*DOCUMENT SECTION*.
Judith DeSena, (Ph.D. City University of New
York) Professor of Sociology does research on urban neighborhoods,
and specializes in the areas of community, gender, urban sociology,
and research methods. She is author of numerous research books and
articles on residential segregation, women's community activism,
and gendered space. Her current works investigates gentrification
and spatial segregation.
William DiFazio, (Ph.D. City University of New
York) Professor of Sociology teaches and does research in work and
technology, urban sociology, social Theory. He is the author
of numerous research articles and books on poverty and work
including The Jobless Future, co-authored with Stanley Aronowitz
and A Little Food and Cold Storage.
Dawn Esposito, (Ph.D. City University of New
York) Associate Professor of Sociology and Department Chair
specializes in gender, social theory, feminist theory, and cultural
studies. Her current work focuses on the construction of
Italian-American representation in the cinema and is part of an
overall project of destabilizing race as an organizing binary of
contemporary society.

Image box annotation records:

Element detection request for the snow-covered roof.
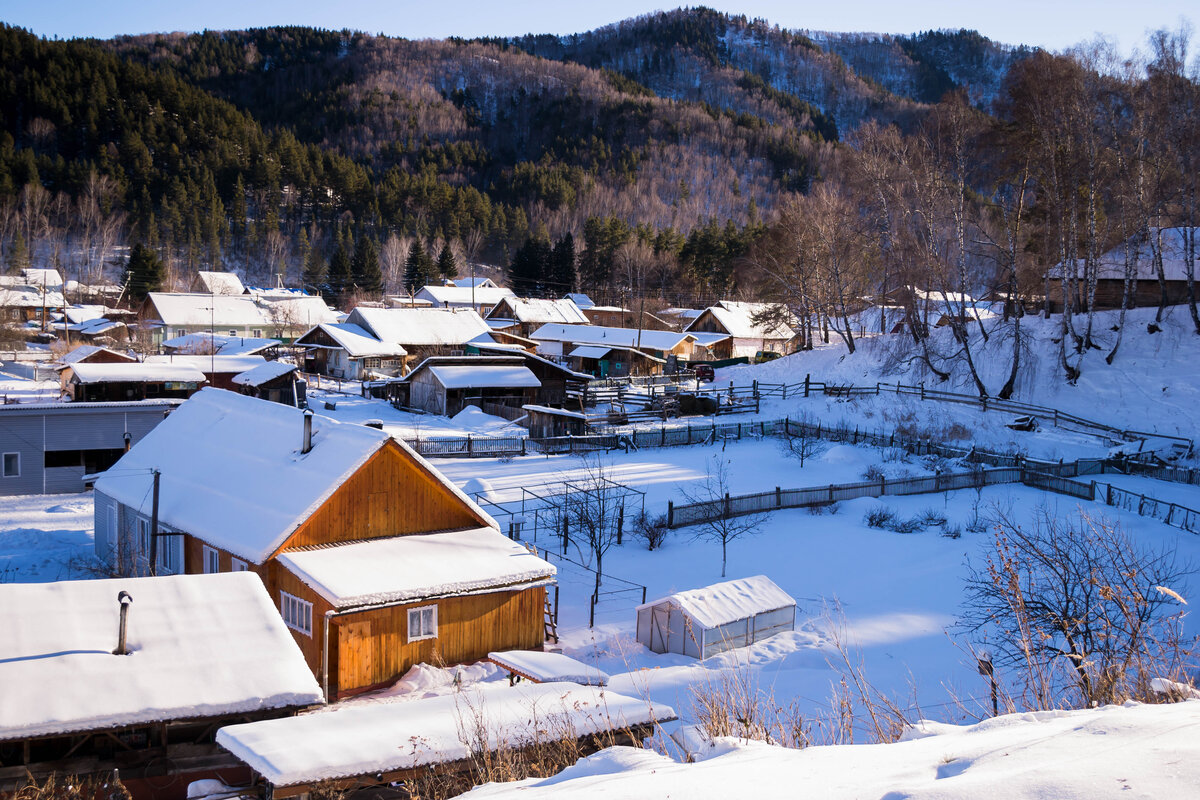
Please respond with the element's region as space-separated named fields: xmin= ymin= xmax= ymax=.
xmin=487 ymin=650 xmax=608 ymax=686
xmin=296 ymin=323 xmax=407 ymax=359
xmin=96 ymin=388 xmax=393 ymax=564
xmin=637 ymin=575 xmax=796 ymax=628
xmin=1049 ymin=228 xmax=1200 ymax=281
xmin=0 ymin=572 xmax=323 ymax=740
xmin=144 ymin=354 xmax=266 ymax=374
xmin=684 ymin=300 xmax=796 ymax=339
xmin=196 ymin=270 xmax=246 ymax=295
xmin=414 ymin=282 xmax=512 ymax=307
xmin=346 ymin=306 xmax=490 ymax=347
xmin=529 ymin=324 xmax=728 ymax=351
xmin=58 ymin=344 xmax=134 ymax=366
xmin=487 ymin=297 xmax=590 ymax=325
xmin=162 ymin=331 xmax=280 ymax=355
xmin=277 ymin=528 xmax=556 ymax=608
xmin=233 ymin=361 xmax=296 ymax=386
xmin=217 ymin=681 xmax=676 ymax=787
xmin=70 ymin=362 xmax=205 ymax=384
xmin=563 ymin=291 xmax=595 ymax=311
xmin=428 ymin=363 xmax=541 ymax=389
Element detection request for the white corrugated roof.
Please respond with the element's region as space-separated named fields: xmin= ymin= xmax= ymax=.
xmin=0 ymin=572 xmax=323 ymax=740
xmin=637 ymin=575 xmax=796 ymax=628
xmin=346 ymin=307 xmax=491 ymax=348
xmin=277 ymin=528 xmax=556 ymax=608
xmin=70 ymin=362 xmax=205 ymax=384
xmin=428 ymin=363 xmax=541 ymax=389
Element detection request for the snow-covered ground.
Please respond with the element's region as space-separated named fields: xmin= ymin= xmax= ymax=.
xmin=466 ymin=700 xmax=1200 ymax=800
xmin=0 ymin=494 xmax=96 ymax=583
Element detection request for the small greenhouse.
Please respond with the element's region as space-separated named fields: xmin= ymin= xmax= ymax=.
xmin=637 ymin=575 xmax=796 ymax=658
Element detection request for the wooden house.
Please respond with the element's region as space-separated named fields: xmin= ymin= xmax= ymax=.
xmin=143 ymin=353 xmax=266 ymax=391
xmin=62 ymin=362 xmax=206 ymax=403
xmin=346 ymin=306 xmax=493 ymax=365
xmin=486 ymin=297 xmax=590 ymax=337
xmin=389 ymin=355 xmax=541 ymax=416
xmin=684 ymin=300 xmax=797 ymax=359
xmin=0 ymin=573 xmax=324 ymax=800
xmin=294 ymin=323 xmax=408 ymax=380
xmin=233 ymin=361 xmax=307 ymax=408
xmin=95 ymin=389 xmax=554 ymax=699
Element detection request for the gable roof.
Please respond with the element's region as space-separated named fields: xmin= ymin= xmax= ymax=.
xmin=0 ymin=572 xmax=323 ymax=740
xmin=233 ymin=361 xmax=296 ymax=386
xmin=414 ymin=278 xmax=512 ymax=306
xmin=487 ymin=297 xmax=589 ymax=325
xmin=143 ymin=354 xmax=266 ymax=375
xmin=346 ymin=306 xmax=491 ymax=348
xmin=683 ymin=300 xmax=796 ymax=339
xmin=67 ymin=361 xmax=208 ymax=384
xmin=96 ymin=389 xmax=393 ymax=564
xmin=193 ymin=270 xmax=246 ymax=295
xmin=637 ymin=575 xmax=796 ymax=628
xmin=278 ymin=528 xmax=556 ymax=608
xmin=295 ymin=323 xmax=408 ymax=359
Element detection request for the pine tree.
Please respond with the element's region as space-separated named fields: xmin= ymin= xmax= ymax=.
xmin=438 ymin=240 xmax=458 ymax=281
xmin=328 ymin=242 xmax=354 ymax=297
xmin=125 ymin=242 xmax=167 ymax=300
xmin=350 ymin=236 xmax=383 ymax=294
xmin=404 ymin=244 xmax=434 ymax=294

*PROMPT*.
Reproduce the passage from the faculty profiles above, starting at "Judith DeSena, (Ph.D." and ending at "and spatial segregation.".

*WORKED ANSWER*.
Judith DeSena, (Ph.D. City University of New
York) Professor of Sociology does research on urban neighborhoods,
and specializes in the areas of community, gender, urban sociology,
and research methods. She is author of numerous research books and
articles on residential segregation, women's community activism,
and gendered space. Her current works investigates gentrification
and spatial segregation.